■ **DO THIS**: Output each entry that follows exactly. Images stay out.

>> BEGIN

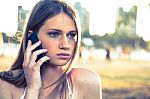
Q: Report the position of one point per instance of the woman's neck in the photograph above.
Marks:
(51, 74)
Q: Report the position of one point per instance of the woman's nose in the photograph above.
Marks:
(64, 43)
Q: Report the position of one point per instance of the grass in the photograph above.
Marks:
(121, 79)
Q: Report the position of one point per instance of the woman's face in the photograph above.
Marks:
(59, 36)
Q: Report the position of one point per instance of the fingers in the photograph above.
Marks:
(29, 57)
(41, 61)
(35, 54)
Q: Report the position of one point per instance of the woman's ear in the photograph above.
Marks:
(29, 33)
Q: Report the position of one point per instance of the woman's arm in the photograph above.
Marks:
(91, 84)
(5, 91)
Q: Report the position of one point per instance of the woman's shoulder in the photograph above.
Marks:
(5, 90)
(88, 81)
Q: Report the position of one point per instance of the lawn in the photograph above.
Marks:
(121, 79)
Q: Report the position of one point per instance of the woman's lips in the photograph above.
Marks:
(64, 56)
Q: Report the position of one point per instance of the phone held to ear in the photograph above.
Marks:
(34, 38)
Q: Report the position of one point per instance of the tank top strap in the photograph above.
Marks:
(22, 97)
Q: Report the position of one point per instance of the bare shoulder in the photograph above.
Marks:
(89, 82)
(5, 92)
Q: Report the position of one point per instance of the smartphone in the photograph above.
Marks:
(34, 38)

>> END

■ **RESPONSE TO THIS TASK**:
Q: Report the position of one point per instance of the woman's neck in the photograph above.
Marks:
(51, 74)
Q: Report the position of one point per instance of the woman's nose in the photograph above.
Marks:
(64, 43)
Q: Report the position of one point per instance of the grass in the photograph above.
Marks:
(121, 79)
Q: Report the position of one point per instance of the woman's face in the photograph above.
Marks:
(59, 36)
Q: Report the position of one point per instance of the fingers in the photograph above.
Marks:
(29, 57)
(41, 61)
(35, 54)
Q: Report the position of one point per instance of the woman's ear in the photograph above.
Marks:
(29, 33)
Q: Report the position of one point per instance of the woman's arm in the photograph above.
Marks:
(91, 84)
(5, 91)
Q: Report the position of one point per instance of the woman's shoulder in the photograph above.
Marks:
(5, 90)
(88, 81)
Q: Report the position of one point per instance of the lawn in the photograph above.
Marks:
(121, 79)
Q: Report the position of one point per instance of the woman's lips in the photograph above.
Marks:
(64, 56)
Q: Report the position of one point per instance of the phone held to ear in the photograph above.
Marks:
(34, 38)
Q: Report the position of one point per instance of the tank top strap in the photograph above.
Marks:
(22, 97)
Q: Report the position of one point per instance of the bare shoulder in the photograph above.
Marks:
(89, 82)
(5, 92)
Q: Report the position of one point per instance of the smartphone in the photograph above.
Marks:
(34, 38)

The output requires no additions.